— START MATERIAL SUPPLIED —

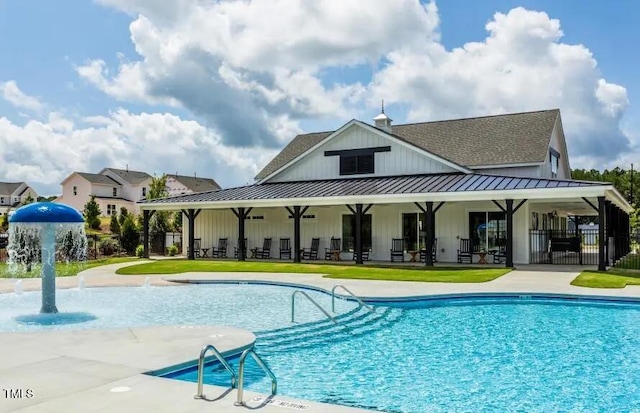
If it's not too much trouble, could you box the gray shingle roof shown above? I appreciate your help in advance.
[105,168,151,185]
[143,173,610,206]
[256,109,560,179]
[0,182,24,195]
[167,174,220,192]
[76,172,120,186]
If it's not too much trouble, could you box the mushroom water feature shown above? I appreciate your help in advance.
[7,202,87,314]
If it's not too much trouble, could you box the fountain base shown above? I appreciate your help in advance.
[15,309,98,326]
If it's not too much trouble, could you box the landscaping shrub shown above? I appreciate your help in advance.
[167,245,178,257]
[98,238,118,255]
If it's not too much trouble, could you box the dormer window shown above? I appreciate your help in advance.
[324,146,391,175]
[549,149,560,178]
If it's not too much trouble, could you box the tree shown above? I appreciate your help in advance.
[109,214,120,235]
[20,193,36,206]
[119,207,129,227]
[84,195,102,229]
[120,215,140,255]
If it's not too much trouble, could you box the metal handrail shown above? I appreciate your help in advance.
[331,284,376,313]
[233,348,278,406]
[193,344,237,399]
[291,290,338,324]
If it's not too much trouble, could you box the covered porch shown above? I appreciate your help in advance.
[140,174,630,268]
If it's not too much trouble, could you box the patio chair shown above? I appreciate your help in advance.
[187,238,202,258]
[324,237,342,260]
[493,246,507,264]
[302,238,320,260]
[420,238,438,262]
[280,238,291,259]
[390,238,404,262]
[458,238,473,264]
[211,238,227,258]
[233,238,248,258]
[251,238,271,259]
[353,248,371,261]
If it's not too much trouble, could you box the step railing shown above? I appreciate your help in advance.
[291,290,338,324]
[331,284,376,313]
[193,344,237,399]
[233,348,278,406]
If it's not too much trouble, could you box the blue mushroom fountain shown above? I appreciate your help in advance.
[7,202,87,314]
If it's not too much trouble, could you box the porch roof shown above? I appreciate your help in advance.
[139,173,630,212]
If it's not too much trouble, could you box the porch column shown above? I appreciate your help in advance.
[142,209,156,258]
[424,201,436,267]
[187,208,196,260]
[292,206,302,262]
[598,196,607,271]
[354,204,364,264]
[505,199,513,268]
[238,207,247,261]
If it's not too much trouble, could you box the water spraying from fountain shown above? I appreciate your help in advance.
[7,202,87,314]
[13,280,22,295]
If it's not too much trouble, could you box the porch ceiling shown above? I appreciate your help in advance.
[139,173,630,214]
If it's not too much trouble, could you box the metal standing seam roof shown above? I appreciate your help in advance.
[256,109,560,179]
[140,173,610,204]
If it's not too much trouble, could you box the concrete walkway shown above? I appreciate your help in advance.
[0,261,640,413]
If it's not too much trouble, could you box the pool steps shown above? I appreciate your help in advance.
[256,307,404,353]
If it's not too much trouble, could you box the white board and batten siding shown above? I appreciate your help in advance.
[269,124,456,182]
[183,202,529,264]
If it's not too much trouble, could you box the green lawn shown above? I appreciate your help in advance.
[0,257,139,278]
[117,259,511,283]
[571,268,640,288]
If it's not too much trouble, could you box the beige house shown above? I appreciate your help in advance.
[54,168,220,216]
[0,182,38,216]
[140,109,631,268]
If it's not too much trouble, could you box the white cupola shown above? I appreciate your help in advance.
[373,99,393,133]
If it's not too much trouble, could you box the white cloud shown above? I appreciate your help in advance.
[0,80,43,112]
[371,8,630,162]
[0,109,274,194]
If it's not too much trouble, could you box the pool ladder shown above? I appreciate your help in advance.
[194,344,278,406]
[291,284,376,324]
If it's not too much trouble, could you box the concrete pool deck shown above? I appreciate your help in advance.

— END MATERIAL SUPPLIED —

Please repeat everything from the line containing "the pool steps" down to the last line of the material above, word for word.

* EXERCISE OUTPUT:
If it's not too much trouble, could you box the pool steps shown above? I appreciate your help in advance.
[256,307,404,353]
If it's not too much trouble, could you box the white board and batten siding shown above? I appreciate your help in advance.
[269,124,456,182]
[183,202,529,264]
If it's not too much trouble, could you box the green lawn shown above? I appreciate your help in advance.
[0,257,139,278]
[117,259,511,283]
[571,268,640,288]
If it's not too much trouble, could you box the beige house shown above? I appreciate your help in advance.
[54,168,220,216]
[0,182,38,216]
[140,109,631,268]
If it's not too much trouble, could you box the white cupola shown above? I appreciate your help in advance.
[373,99,393,133]
If it's not too much trouble, could you box the white cloud shown above? I appreciate your help in advance.
[0,80,43,112]
[371,8,630,162]
[0,109,274,194]
If it's not too much trouble, could you box the pool ladder shown above? I appreciate your help in advance.
[194,344,278,406]
[291,284,376,324]
If it's not too much trouble, could you box the concrete pool deck shown above? I appreciate your help in advance.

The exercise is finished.